Exercise 1:
In the records, rewrite the lines from the first line up to and including the line with "[[[14,199],[12,183],[0,178],[0,257],[13,255]]]", changing "blue sky" to "clear sky" and leaving the rest as it is.

Source document:
>> start

The most dire reading of this excerpt has it that no Zubrowka available in the United States has actually been made with bison grass, and is therefore basically just your same artificially-flavored vodka; and thus certainly unworth my time. But I don’t have all the information yet.

The next in our list of potential vodkalikes is Siwucha, a Polish unrectified spirit. Basically, it’s what you get when you make vodka incompletely, and you don’t distill out every last flavor molecule from the original material. Ie, moonshine, but now made in a factory. An interesting proposition, but I have no tasting data.

I don’t know if aquavit counts for your purposes, but it certainly should, because it’s delicious. It’s scandinavian, and it’s a grain spirit, so there shouldn’t be any problem. Flavored with a variety of herbs, but generally with the characteristic flavor of caraway (think rye bread), and sometimes aged, it’s going to be a tough one to mix with (especially if you’re trying to replicate the flavor of a popsicle), but absolutely delicious on its own. One of the few things I drink from the freezer, too.

Marskin ryyppy is a Finnish tradition; originally conceived as a way to slightly improve the taste of wretched army vodka, it’s basically a liter of aquavit, or brannvin (read: vodka), or vodka itself, with a dash of vermouth and couple dashes of gin. This was the original recipe, in Mannerheim’s Finland; I don’t know how they make its bottled equivalent.

Also of Finnish extraction is Koskenkorva, which as near as I can tell is quite simply a vodka, distilled to 38%, but which I include here separately because apparently if you call it a vodka in Finland you’ll get shot. And anyway, because they have a very popular variant flavored with Salmiakki, and if that isn’t worth at least seeing with your own eyes then I must be in the wrong thread. Koskenkorva is the hometown cousin of Finlandia vodka, which are made from the same stuff, but Koskenkorva gets a tiny bit of sugar at some point.

>> end

Exercise 2:
Copy the passage on vodka-like spirits word for word, from "The next in" up to and including "the freezer, too.".

Record set:

>> start

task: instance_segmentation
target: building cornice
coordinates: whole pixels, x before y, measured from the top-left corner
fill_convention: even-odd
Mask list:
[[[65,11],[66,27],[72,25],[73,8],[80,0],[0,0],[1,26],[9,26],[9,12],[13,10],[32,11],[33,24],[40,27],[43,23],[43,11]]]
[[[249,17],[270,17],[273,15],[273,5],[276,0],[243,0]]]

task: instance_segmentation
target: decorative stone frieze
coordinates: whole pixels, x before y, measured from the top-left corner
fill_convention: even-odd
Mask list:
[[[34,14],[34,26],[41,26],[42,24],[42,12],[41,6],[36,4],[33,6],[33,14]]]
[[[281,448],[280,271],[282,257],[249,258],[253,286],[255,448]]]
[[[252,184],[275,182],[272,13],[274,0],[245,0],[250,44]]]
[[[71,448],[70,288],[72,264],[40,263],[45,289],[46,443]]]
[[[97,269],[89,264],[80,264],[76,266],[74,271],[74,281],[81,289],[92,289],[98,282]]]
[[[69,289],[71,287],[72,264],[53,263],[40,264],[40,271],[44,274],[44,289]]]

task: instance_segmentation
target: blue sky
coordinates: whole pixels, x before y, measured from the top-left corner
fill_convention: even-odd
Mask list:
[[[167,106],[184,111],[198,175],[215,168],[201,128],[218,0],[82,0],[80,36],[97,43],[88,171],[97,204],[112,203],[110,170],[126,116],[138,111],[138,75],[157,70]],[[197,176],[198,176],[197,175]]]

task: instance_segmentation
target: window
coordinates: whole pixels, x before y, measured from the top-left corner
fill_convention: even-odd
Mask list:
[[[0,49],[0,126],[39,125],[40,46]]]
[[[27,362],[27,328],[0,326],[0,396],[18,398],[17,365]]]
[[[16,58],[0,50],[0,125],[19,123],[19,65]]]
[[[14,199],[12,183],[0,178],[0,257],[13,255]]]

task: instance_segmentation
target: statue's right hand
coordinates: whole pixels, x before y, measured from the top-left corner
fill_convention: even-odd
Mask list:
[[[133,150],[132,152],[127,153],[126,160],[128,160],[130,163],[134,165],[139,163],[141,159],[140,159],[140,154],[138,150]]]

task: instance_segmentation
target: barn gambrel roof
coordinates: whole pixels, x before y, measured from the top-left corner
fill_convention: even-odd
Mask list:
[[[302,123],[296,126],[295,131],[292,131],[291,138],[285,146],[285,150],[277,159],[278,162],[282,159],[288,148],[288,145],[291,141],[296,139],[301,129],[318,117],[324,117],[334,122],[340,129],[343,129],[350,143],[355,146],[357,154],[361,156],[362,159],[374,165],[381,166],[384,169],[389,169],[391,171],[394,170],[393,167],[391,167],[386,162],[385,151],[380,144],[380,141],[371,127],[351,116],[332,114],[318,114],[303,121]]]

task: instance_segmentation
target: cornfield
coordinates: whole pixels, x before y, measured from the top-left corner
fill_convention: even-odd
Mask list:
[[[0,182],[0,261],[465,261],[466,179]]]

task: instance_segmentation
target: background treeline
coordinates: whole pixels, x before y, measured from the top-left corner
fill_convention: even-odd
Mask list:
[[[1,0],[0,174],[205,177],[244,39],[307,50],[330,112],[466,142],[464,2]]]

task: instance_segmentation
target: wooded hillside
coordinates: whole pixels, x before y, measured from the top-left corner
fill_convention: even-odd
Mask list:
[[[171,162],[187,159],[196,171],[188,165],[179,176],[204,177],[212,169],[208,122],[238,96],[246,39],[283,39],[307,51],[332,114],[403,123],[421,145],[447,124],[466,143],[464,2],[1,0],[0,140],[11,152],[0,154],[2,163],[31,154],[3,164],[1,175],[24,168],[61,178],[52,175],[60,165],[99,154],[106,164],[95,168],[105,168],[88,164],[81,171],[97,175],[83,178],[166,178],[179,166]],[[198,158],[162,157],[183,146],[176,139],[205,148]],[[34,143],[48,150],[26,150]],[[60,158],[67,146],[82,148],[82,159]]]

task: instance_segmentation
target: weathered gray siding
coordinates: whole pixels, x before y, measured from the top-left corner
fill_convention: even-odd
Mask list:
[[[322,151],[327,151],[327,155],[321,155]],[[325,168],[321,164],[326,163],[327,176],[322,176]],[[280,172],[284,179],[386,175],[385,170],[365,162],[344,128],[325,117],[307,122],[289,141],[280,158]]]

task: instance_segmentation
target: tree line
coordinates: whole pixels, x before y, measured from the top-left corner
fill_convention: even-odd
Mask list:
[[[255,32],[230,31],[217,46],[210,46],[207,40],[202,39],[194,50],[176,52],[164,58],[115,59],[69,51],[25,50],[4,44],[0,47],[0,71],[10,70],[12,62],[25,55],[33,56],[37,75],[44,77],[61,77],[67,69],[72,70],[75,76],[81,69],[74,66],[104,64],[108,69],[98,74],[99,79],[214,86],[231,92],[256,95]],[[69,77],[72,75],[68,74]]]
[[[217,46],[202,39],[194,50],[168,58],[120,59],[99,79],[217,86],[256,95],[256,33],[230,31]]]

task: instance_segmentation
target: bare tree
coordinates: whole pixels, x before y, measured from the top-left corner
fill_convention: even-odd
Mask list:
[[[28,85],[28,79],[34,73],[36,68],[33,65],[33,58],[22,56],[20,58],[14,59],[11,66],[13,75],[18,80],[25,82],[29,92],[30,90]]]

>> end

Right answer 1:
task: instance_segmentation
target: building cornice
coordinates: whole pixels, x before y, measured from the top-left corner
fill_convention: even-odd
Mask list:
[[[65,11],[66,27],[72,25],[73,8],[80,0],[0,0],[1,26],[9,26],[9,12],[13,10],[32,11],[33,24],[40,27],[43,23],[43,11]]]
[[[249,17],[270,17],[273,15],[273,5],[276,0],[243,0]]]

task: instance_segmentation
target: decorative stone frieze
coordinates: whole pixels, x before y, measured from the top-left corner
fill_convention: even-odd
Mask list:
[[[34,14],[34,26],[41,26],[42,24],[42,12],[41,6],[36,4],[33,6],[33,14]]]
[[[281,448],[280,271],[282,257],[249,258],[253,286],[255,448]]]
[[[252,184],[275,182],[272,13],[274,0],[245,0],[250,44]]]
[[[71,448],[70,288],[72,264],[40,263],[45,289],[46,443]]]
[[[97,269],[89,264],[80,264],[76,266],[74,271],[74,281],[81,289],[92,289],[98,282]]]
[[[69,289],[71,287],[72,264],[53,263],[40,264],[40,271],[44,274],[44,289]]]

task: instance_segmentation
target: clear sky
coordinates: whole pixels, x before y, measured from the top-left corner
fill_convention: even-odd
Mask list:
[[[167,106],[184,111],[198,175],[215,168],[201,128],[218,0],[82,0],[80,36],[97,43],[88,171],[97,204],[112,203],[110,170],[126,116],[138,111],[138,75],[157,70]],[[197,176],[198,176],[197,175]]]

task: instance_segmentation
target: window
coordinates: whole pixels, x before y, measured from the top-left corner
fill_convention: even-odd
Mask list:
[[[0,49],[0,126],[39,125],[40,46]]]
[[[27,362],[27,328],[0,326],[0,396],[18,398],[17,365]]]
[[[16,58],[0,50],[0,125],[19,123],[19,65]]]
[[[14,199],[12,183],[0,178],[0,257],[13,255]]]

Right answer 2:
The next in our list of potential vodkalikes is Siwucha, a Polish unrectified spirit. Basically, it’s what you get when you make vodka incompletely, and you don’t distill out every last flavor molecule from the original material. Ie, moonshine, but now made in a factory. An interesting proposition, but I have no tasting data.

I don’t know if aquavit counts for your purposes, but it certainly should, because it’s delicious. It’s scandinavian, and it’s a grain spirit, so there shouldn’t be any problem. Flavored with a variety of herbs, but generally with the characteristic flavor of caraway (think rye bread), and sometimes aged, it’s going to be a tough one to mix with (especially if you’re trying to replicate the flavor of a popsicle), but absolutely delicious on its own. One of the few things I drink from the freezer, too.